**** RECORDS TO USE ****

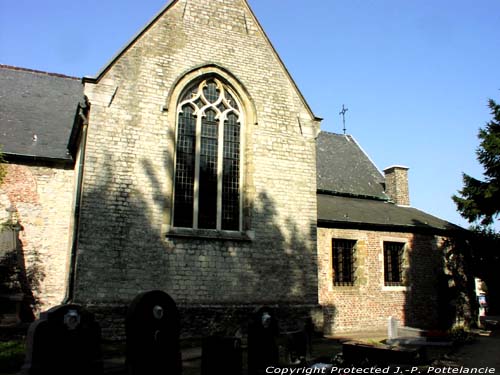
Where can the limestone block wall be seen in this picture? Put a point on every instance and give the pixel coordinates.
(369, 303)
(40, 200)
(124, 247)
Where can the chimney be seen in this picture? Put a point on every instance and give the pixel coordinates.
(396, 184)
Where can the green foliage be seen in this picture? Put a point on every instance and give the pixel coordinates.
(11, 355)
(480, 200)
(3, 168)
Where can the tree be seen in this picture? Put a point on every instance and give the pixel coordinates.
(479, 201)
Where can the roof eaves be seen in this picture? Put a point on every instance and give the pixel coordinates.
(351, 195)
(322, 223)
(22, 158)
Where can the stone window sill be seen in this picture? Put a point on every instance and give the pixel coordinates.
(208, 234)
(400, 288)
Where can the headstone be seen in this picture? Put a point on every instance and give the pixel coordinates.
(221, 355)
(153, 327)
(262, 341)
(65, 340)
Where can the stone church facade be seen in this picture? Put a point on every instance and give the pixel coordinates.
(141, 226)
(191, 168)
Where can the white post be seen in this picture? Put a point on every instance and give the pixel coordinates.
(392, 329)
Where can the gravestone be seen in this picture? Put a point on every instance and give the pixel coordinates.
(65, 340)
(152, 327)
(221, 356)
(262, 341)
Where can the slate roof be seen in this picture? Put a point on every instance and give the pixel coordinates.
(351, 192)
(343, 167)
(37, 103)
(337, 211)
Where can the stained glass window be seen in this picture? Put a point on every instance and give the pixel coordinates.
(207, 168)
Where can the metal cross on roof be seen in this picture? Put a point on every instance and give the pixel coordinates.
(344, 110)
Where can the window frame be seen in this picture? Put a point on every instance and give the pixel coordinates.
(350, 250)
(240, 110)
(400, 248)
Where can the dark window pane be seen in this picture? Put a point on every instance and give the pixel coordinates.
(210, 91)
(231, 174)
(393, 263)
(207, 210)
(343, 261)
(184, 171)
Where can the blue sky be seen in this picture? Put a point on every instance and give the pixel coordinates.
(414, 74)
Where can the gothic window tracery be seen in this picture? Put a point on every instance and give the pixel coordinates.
(207, 167)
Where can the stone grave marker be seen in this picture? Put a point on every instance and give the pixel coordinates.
(262, 341)
(65, 340)
(152, 328)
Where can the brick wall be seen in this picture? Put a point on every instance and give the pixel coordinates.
(40, 199)
(123, 248)
(369, 303)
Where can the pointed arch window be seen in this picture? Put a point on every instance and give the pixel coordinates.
(207, 187)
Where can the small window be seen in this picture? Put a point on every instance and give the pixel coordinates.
(343, 262)
(393, 263)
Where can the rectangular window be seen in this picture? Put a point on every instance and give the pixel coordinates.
(393, 263)
(343, 261)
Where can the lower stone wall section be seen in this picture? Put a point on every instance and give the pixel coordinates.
(204, 320)
(368, 303)
(37, 201)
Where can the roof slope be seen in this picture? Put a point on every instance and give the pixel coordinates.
(40, 104)
(354, 212)
(343, 167)
(351, 192)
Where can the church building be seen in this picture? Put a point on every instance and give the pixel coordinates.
(191, 163)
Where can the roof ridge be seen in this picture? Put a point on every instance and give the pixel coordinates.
(22, 69)
(332, 133)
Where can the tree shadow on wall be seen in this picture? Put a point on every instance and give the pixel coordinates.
(123, 250)
(440, 281)
(19, 284)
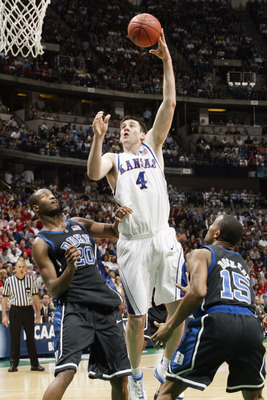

****

## REQUIREMENTS
Return every line of the records above word for word, but omit the pictures.

## FINAL RESULT
Where can the limestone block wall be seen in this picture? Put a point on every instance and give the pixel coordinates.
(369, 303)
(40, 200)
(124, 247)
Where can the chimney be seen in this picture? Put a point on every instance and give the pixel coordinates.
(396, 184)
Where can the green foliage be seen in this picture? Put a point on every instance and give the pixel coordinates.
(11, 355)
(480, 200)
(3, 168)
Where can the tree be seen in this picture? Put a point on every instance and give the pixel coordinates.
(479, 201)
Where can the roof eaves be seen in this picture? Put a point on every instance and give the pixel coordinates.
(351, 195)
(322, 223)
(22, 158)
Where can the stone window sill be seen in this picture? Put a point on every instance and give the pixel coordinates.
(208, 234)
(400, 288)
Where can the headstone be seen in this picture? Put a point on every instance and give the pixel coordinates.
(221, 355)
(153, 327)
(262, 341)
(65, 340)
Where can the stone church facade be seen in this picture? Put a point on every instance and give the pixel coordinates.
(141, 226)
(191, 168)
Where can the white post be seen in this picture? Put a point on every instance and give the pixel coordinates.
(392, 329)
Where can the gravestone be seen in this picture? Put a point on every instance and give the pixel coordinates.
(65, 340)
(152, 327)
(221, 356)
(262, 341)
Where can the slate roof be seen in this picture? Put a point on every instance and give the pixel coordinates.
(351, 192)
(343, 167)
(37, 103)
(337, 211)
Where can the stained glass window be seen in this picture? Put a point on every instance and give the pixel coordinates.
(207, 168)
Where can the metal cross on roof be seen in this picture? Put a point on every instance and give the pixel coordinates.
(344, 110)
Where can the window frame be seen in this picture? Put a point on every instance and give the pixel coordinates.
(350, 250)
(240, 110)
(400, 248)
Where can the dark window pane be seen in this picture? Put a point on every instance and give the pixel coordinates.
(210, 91)
(231, 174)
(393, 263)
(207, 210)
(343, 261)
(184, 171)
Where can the blue sky be seen in this picture? Put a point on every instance and give the pixel coordinates.
(414, 74)
Where can the gothic window tracery be seen in this picture? Put a point on every instance and give the pixel coordinates.
(207, 167)
Where can the stone grave marker be seen in this picture? Put a point on every instance and give the pixel coordinates.
(262, 341)
(65, 340)
(152, 328)
Where can the brick wall be seen in this picture? Put a point on every instance and give the pixel coordinates.
(40, 199)
(123, 248)
(369, 303)
Where can the pointed arch window be seen in this picture? Put a point on every instance and give the pixel coordinates.
(207, 187)
Where can the small window be seen in this picture? Put a point on every instance and give the pixel coordinates.
(343, 262)
(393, 263)
Where can the rectangular window be seen in this picture? Put a point on every instance and give the pixel coordinates.
(393, 263)
(343, 261)
Where can the lower stone wall section be seen in this picture? Put a point on every instance and give the pixel coordinates.
(204, 320)
(368, 303)
(37, 201)
Where can the roof slope be seen in this picture? Put a point on every instance and give the pixel coordinates.
(40, 104)
(354, 212)
(343, 167)
(351, 192)
Where can the church building be seen in this picture? Put a point on every instance and give the pixel coordinates.
(191, 163)
Where can the roof ridge be seen in this picture? Put a point on every instance and give the pixel coordinates.
(22, 69)
(332, 133)
Where can the tree shadow on wall be seen in this picture? Put a point on every instance and give the pixel coordinates.
(123, 250)
(440, 281)
(19, 284)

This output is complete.